Your objective
Rewrite the listing below, replacing each occurrence of "wonderful" with "appreciated" and leaving everything else unchanged.

## start

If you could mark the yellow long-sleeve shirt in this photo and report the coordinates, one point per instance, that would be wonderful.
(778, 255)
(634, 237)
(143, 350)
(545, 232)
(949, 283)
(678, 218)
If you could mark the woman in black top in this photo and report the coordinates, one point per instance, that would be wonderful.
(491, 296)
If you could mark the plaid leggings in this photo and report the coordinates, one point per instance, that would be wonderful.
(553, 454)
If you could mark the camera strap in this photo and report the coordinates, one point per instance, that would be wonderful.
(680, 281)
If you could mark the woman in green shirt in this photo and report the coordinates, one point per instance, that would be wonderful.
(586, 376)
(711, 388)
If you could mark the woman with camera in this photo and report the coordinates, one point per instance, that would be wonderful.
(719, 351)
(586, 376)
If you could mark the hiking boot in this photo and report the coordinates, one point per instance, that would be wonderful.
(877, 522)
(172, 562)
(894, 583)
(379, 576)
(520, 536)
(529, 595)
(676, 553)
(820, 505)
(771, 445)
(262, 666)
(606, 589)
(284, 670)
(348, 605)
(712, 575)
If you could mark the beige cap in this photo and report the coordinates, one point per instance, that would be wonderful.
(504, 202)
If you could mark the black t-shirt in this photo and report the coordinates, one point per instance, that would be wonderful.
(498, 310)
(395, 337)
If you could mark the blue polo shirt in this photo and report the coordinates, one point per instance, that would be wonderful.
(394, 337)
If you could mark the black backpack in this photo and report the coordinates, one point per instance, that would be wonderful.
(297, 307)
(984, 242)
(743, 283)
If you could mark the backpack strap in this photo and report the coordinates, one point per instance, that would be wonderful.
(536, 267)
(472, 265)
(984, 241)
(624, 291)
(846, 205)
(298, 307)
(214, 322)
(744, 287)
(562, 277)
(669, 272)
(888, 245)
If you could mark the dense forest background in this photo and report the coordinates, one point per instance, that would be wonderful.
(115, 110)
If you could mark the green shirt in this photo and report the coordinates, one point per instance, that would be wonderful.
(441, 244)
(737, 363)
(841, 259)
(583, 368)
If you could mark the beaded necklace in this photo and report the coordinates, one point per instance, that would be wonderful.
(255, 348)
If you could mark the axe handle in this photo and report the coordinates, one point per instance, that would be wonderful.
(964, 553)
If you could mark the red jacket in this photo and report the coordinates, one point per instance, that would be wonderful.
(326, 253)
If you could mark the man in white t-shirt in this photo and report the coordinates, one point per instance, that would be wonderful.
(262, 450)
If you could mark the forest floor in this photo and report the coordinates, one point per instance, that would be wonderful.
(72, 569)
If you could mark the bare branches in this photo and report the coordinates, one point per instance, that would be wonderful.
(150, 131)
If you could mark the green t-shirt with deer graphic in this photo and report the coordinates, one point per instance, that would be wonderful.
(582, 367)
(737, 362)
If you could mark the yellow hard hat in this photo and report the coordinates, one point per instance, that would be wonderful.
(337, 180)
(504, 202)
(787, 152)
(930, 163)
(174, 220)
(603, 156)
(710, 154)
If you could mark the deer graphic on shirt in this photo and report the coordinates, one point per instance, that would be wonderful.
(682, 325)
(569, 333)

## end

Task answer
If you could mark the yellow long-sleeve shirt in this photo and report the coordinates, one point per instance, that would be appreciated.
(778, 255)
(634, 237)
(143, 350)
(545, 232)
(949, 283)
(678, 218)
If you could mark the woman in black top in this photo and report the coordinates, one point per instance, that would be appreciated.
(491, 296)
If you could mark the plaid leggings in this photo and report the coordinates, one point per instance, that would be appreciated.
(553, 454)
If you could mark the camera strap in this photo and report the coordinates, one point per instance, that would be appreciated.
(680, 281)
If you could mark the woman in green shirt in this photo and report the coordinates, one point per instance, that would be appreciated.
(586, 376)
(711, 388)
If you could mark the woman with camera in this photo and report the coordinates, one point per instance, that would be appreciated.
(719, 351)
(586, 376)
If you could mark the hiking boot in this photo and report the coordinates, one point per instance, that would be appreciated.
(877, 522)
(172, 562)
(894, 583)
(379, 576)
(520, 536)
(529, 595)
(676, 553)
(820, 505)
(771, 445)
(262, 666)
(606, 589)
(284, 670)
(348, 605)
(712, 575)
If you could mark the beige cap in this photo and report the coordinates, one point per instance, that would be appreciated.
(504, 202)
If you could mark the black t-shirt in this photo and report the coordinates, one point per instance, that would be appreciated.
(498, 310)
(395, 337)
If you could mark the blue polo shirt in this photo and report the coordinates, one point per instance, that would be appreciated.
(394, 337)
If you could mark the black backpack in this photo and report the coordinates, one point per instance, that would be appreciated.
(297, 307)
(984, 242)
(743, 283)
If you could mark the backpack strap in this photo and report the coordinates, one point per instance, that would be appreciated.
(536, 267)
(472, 265)
(984, 241)
(624, 291)
(846, 205)
(298, 307)
(214, 322)
(744, 287)
(562, 277)
(669, 272)
(888, 245)
If you could mark the dense forest background in this photo and report the coordinates, one point per instance, that would be appreciated.
(115, 110)
If you could mark the green shirt in this photo and report the coordinates, one point per instance, that would be appreciated.
(441, 244)
(737, 363)
(841, 259)
(583, 368)
If you could mark the beaded necklace in this photo and report the coordinates, one point per instance, that would be appreciated.
(255, 348)
If you could mark the axe handle in this photo and report the coordinates, one point per instance, that would be appreciated.
(964, 553)
If you could mark the red jacket in this photo and report the coordinates, one point per instance, that would be appreciated.
(326, 253)
If you could mark the man in white t-shirt in this photo and report the coordinates, one point per instance, that would be appreciated.
(262, 450)
If you could mark the forest floor in this photo and report the coordinates, one point per instance, that would be appreciated.
(72, 569)
If you could mark the bare branches in this photo and report the coordinates, one point per instance, that would be appreciated.
(150, 131)
If you could mark the green t-shirt with deer graphic in this photo and report the coordinates, one point per instance, that would be appreciated.
(582, 367)
(737, 362)
If you could mark the yellow hard hat in this photo and report the coordinates, one point per instance, that would be appreciated.
(337, 180)
(504, 202)
(787, 152)
(930, 163)
(174, 220)
(603, 156)
(710, 154)
If you could mark the deer graphic on shirt in this photo and report the coordinates, one point per instance, that would be appreciated.
(682, 325)
(569, 333)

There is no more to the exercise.